• [WHAT YOU HAVE TO DO] Please return the entries, omitting and altering nothing.

Region pointing data:
···
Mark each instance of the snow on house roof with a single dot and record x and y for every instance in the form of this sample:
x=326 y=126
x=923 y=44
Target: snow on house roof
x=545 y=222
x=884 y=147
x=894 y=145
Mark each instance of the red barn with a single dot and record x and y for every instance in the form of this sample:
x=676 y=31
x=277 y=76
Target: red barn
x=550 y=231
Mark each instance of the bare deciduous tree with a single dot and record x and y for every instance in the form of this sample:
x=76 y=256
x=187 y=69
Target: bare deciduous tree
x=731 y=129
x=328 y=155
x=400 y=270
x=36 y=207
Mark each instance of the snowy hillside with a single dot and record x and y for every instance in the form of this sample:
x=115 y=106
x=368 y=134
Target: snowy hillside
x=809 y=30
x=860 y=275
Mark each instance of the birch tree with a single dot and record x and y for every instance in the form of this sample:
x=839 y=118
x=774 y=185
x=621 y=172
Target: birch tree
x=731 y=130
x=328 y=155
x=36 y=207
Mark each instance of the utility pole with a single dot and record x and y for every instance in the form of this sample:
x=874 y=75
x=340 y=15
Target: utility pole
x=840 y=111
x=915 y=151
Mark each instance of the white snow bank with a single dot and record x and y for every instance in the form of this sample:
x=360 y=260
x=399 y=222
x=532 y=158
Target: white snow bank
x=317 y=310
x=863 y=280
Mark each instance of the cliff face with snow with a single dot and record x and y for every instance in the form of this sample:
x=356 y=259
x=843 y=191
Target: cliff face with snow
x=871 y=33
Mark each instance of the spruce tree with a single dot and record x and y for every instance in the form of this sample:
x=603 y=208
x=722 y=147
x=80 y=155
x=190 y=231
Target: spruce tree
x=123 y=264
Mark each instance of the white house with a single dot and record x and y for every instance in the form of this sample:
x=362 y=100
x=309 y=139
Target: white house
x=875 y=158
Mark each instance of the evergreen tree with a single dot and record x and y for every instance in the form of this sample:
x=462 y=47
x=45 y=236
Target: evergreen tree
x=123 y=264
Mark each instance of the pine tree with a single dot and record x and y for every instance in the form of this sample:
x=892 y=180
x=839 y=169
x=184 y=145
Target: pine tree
···
• [RESULT OF THIS TASK]
Mark each instance of the snow on house roof with a single dot and record x and y for every instance in the form of this sample:
x=326 y=126
x=923 y=44
Target: snow on house roof
x=545 y=222
x=884 y=147
x=894 y=145
Mark each instance of the red barn with a single dot and record x and y for every instance in the form of this sample:
x=676 y=31
x=277 y=76
Target: red barn
x=550 y=231
Mark each instance of the bare deciduous tree with a single dot and record x and y for every instance in the form of this sample:
x=76 y=256
x=187 y=69
Target: bare deciduous tree
x=731 y=129
x=328 y=155
x=400 y=270
x=36 y=207
Mark each instance of the snowy hillside with a single dot and record x and y for every instance in the form of this sample:
x=115 y=106
x=368 y=134
Target: snowy hillside
x=809 y=30
x=860 y=275
Mark each instance of the birch tree with a single dot and record x and y for every instance in the form of this sample:
x=839 y=118
x=774 y=185
x=621 y=172
Target: birch tree
x=731 y=130
x=328 y=155
x=36 y=207
Mark each instance of the utility pole with a single dot and record x and y for every instance in the form of this sample:
x=874 y=75
x=340 y=15
Target: utility pole
x=840 y=111
x=915 y=151
Mark each instance of the white snow bank with a single dot and record x and y for every instance in the form of this sample:
x=360 y=260
x=399 y=222
x=532 y=158
Target: white snow bank
x=317 y=310
x=863 y=280
Mark each instance of the cliff face with snow with a single dot and record x and y for every instance in the form of this sample:
x=356 y=259
x=843 y=191
Target: cliff face with snow
x=871 y=33
Mark each instance of the spruce tree with a single dot and record x and y for every instance in the form of this sample:
x=603 y=208
x=722 y=147
x=80 y=155
x=190 y=231
Target: spruce tree
x=123 y=264
Mark each instance of the white house with a single dot and record x and y for every instance in the form of this sample:
x=362 y=100
x=309 y=139
Target: white house
x=875 y=158
Mark each instance of the evergreen tree with a single dot and record x and y for every instance in the form of this sample:
x=462 y=47
x=45 y=236
Target: evergreen tree
x=123 y=264
Mark each instance of the pine tree with a single dot and record x and y for every instance in the form of this sample:
x=892 y=180
x=839 y=169
x=184 y=145
Target: pine tree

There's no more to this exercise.